__PROBLEM__.
Return each line below that contains the string "turquoise", treating uppercase and lowercase as different.

[A run of lines]

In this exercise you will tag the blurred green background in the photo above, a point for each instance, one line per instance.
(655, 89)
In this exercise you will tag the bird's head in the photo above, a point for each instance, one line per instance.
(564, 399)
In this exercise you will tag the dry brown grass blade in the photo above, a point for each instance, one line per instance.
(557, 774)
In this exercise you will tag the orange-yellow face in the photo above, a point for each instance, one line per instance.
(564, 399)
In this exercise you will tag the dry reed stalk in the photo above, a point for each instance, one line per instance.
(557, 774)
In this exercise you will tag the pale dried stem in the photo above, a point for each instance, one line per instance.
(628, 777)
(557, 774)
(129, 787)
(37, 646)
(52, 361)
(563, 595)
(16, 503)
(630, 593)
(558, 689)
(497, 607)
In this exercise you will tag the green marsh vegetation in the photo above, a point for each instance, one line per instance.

==

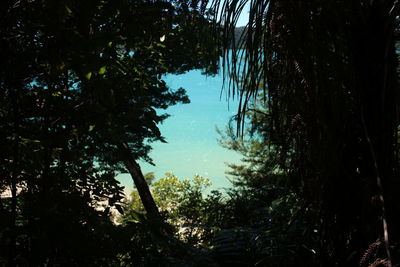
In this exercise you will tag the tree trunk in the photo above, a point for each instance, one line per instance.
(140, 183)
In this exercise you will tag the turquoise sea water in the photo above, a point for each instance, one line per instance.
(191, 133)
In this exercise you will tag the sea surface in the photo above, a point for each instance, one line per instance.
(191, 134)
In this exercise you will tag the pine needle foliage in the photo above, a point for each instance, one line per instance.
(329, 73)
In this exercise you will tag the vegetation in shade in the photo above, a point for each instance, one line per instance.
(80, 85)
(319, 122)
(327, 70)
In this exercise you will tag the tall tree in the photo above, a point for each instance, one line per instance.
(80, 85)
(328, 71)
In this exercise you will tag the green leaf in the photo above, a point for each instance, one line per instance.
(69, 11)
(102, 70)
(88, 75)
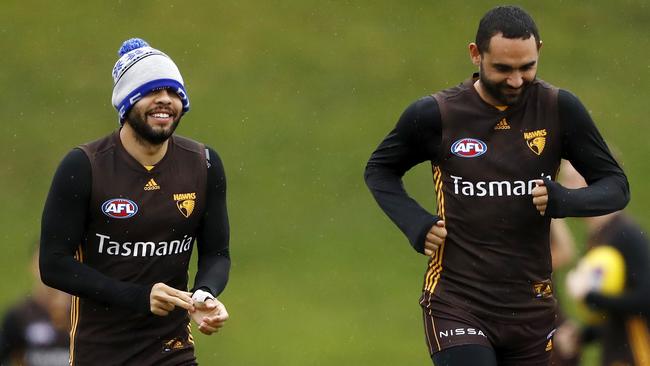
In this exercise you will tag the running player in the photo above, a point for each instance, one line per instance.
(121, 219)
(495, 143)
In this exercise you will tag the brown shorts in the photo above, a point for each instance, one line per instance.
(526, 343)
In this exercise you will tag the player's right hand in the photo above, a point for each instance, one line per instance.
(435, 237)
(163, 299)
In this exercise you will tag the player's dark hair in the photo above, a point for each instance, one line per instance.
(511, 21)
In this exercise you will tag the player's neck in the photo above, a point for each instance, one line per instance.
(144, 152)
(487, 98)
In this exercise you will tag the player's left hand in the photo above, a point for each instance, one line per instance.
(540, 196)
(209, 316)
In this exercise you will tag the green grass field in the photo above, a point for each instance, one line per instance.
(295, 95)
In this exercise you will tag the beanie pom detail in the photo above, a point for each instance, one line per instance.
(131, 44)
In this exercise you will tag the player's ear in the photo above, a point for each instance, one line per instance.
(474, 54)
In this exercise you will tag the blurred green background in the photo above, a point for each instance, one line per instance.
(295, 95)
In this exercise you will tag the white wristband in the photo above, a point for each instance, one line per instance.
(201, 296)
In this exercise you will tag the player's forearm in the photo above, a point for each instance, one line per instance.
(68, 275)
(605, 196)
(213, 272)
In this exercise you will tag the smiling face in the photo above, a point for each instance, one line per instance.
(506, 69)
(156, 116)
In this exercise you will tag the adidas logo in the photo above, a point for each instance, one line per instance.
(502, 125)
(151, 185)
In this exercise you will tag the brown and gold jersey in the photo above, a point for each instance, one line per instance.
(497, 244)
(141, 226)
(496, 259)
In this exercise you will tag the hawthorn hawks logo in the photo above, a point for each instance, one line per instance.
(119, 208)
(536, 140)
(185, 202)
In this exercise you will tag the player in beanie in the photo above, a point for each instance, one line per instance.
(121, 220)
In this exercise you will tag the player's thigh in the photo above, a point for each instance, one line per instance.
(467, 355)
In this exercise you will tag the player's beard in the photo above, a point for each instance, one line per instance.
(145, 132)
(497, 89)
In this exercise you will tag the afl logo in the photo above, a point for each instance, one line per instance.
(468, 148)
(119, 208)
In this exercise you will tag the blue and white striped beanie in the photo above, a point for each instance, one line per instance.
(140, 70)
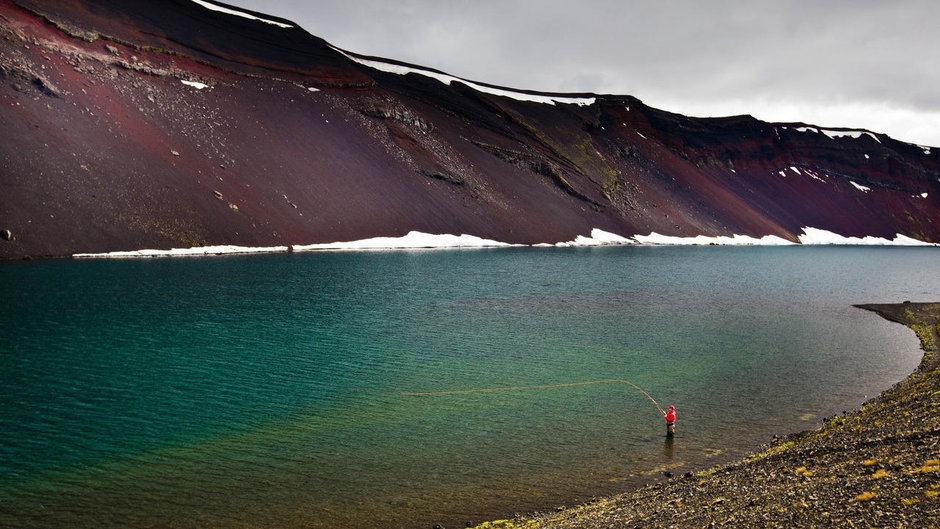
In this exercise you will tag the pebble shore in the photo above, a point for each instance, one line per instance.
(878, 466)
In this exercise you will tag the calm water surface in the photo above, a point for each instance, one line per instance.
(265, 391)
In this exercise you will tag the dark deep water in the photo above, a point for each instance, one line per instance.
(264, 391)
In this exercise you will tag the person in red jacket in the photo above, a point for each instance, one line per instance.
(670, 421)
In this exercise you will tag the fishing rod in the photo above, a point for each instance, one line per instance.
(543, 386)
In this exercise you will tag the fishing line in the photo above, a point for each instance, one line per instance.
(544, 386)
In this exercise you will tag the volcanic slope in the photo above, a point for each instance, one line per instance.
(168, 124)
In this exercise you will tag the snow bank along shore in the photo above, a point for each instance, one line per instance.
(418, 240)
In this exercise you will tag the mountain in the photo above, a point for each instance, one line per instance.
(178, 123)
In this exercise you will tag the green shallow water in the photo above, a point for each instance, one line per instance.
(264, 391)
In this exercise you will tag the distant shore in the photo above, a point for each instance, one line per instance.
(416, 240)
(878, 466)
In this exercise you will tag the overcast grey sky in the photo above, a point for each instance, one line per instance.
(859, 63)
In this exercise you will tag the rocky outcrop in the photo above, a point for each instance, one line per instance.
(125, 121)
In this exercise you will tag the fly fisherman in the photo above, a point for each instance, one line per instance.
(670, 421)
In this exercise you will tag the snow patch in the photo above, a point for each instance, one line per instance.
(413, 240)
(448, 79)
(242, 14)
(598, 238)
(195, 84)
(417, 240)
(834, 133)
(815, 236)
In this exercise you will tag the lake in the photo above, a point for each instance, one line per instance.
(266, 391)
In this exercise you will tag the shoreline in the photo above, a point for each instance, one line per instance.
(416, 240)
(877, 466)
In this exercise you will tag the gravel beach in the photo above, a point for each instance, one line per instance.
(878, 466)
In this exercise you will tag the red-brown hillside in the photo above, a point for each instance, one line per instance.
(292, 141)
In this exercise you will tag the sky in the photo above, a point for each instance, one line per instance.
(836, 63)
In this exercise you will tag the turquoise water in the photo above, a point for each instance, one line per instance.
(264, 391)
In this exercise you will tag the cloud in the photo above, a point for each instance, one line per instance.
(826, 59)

__EXERCISE SOLUTION__.
In this exercise you will tag the turquoise sea water in the photo above, a point for each instance, one line per instance.
In this exercise you will tag the turquoise water in the photo above, a point for each instance, one line per instance.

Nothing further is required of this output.